───── PASSAGE GIVEN ─────

Financial Analysis of UK Retail Companies:
Sainsbury’s and Morrisons
[Name]
[Date]
[Instructor Name]
Introduction
In order to carry out this research, two retail companies have been used in order to test their viability as a good investment for the future. The companies chosen for this research are Sainsbury’s and Morrisons which are both listed as equity instruments on the London Stock Exchange. Sainsbury’s is the second largest chain of supermarkets which is operating within the UK currently. It is responsible for around 17% of UK’s supermarket industry. Morrisons on the other hand is the fourth largest chain of supermarket which is operating within the UK area. The reason for choosing this sector is due to the fact that there is an endless possibility of growth in this sector as companies can expand within UK and are even venturing to carry out operations outside UK itself in search for more business.
They are applying an efficient model they have developed in the UK and are now expanding outside its borders in order to maximize their own potential further. In the current economic climate, these businesses are seeing greater demand and an expanding market base as they provide products and services which range from needs to luxury goods. In addition to that, due to their efficient logistics system and margins, these companies are able to use volume based marketing in order to increase profitability and minimize waste and cost. Due to unlimited expansion and profit potential, these investments will prove to be profitable for the investor in the near future as well as in the long run.
Analysis
Price Performance
The analysis of the last month’s performance of Sainsbury’s shows that the price of the share has fallen from £250 reaching a low of £215 before settling at £224 on the 8th of July (Figure 1). The biggest fall takes place after the 23rd of June which corresponded with the Brexit referendum taking place. There was a feeling in the market that UK based companies will suffer in line with the British economy which was why the fall was seen in the price of Sainsbury’s as well. A similar performance was also seen for Morrisons as the stock saw as the price went from £190 dropping to a low of £172.5 after recovering to around £180 by the end of the period (Figure 2). Just like the price of Sainsbury’s stock saw a fall after the Brexit referendum, a similar trend was seen after the 23rd of June as here was skepticism about the future of the British economy.
Figure 1 Price Performance of Sainsbury’s from 8th June till 8th July 2016 (Source: Yahoo Finance)

───── SUPPLIED MATERIAL ─────

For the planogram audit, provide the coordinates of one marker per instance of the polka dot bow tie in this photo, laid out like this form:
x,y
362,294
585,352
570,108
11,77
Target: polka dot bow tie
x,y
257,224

─────

▶ [SET EXERCISE 1]:
In the supermarket analysis, rewrite the stretch from "They are applying" through "the long run." with "logistics system" changed to "distribution network".
▶ [SET EXERCISE 2]:
Which share prices in pounds does the supermarket analysis give? List every one.
▶ [SET EXERCISE 3]:
Pick up the supermarket analysis after its last line and keep writing.
These rows have no connection to the supermarket analysis.

▶ [EXPECTED OUTPUT 1]:
They are applying an efficient model they have developed in the UK and are now expanding outside its borders in order to maximize their own potential further. In the current economic climate, these businesses are seeing greater demand and an expanding market base as they provide products and services which range from needs to luxury goods. In addition to that, due to their efficient distribution network and margins, these companies are able to use volume based marketing in order to increase profitability and minimize waste and cost. Due to unlimited expansion and profit potential, these investments will prove to be profitable for the investor in the near future as well as in the long run.

▶ [EXPECTED OUTPUT 2]:
£250, £215, £224, £190, £172.5, £180

▶ [EXPECTED OUTPUT 3]:
Figure 2 Price Performance of Morrisons from 8th June till 8th July 2016 (Source: Yahoo Finance)
Dividend Performance
The dividend history for Sainsbury’s shows that the company had paid a higher dividend of 13.2p in the financial year of 2014-2015 as compared to the latest year in which 12.10p was paid out (Table 1). The interim dividend and the final dividend paid by the company fell in the recent year compared to the past as the company saw a dividend growth of -8.33% and saw a fall in dividend yield from 5.1% to 4.4%. Morrisons saw an even worse performance history based on its dividend payout. The company was able to handout a dividend of 13.65p in the financial year of 2014-2015 which dropped to 5.00p in the recent year (Table 2). Due to the fall in dividend, the company saw a dividend growth of -63.37% while the dividend yield fell from 7.6% to 2.9%.
Table 1 Dividend History for Sainsbury’s for the last two years (Source: Hargreaves Lansdown)
Table 2 Dividend History for Morrisons for the last two years (Source: Hargreaves Lansdown)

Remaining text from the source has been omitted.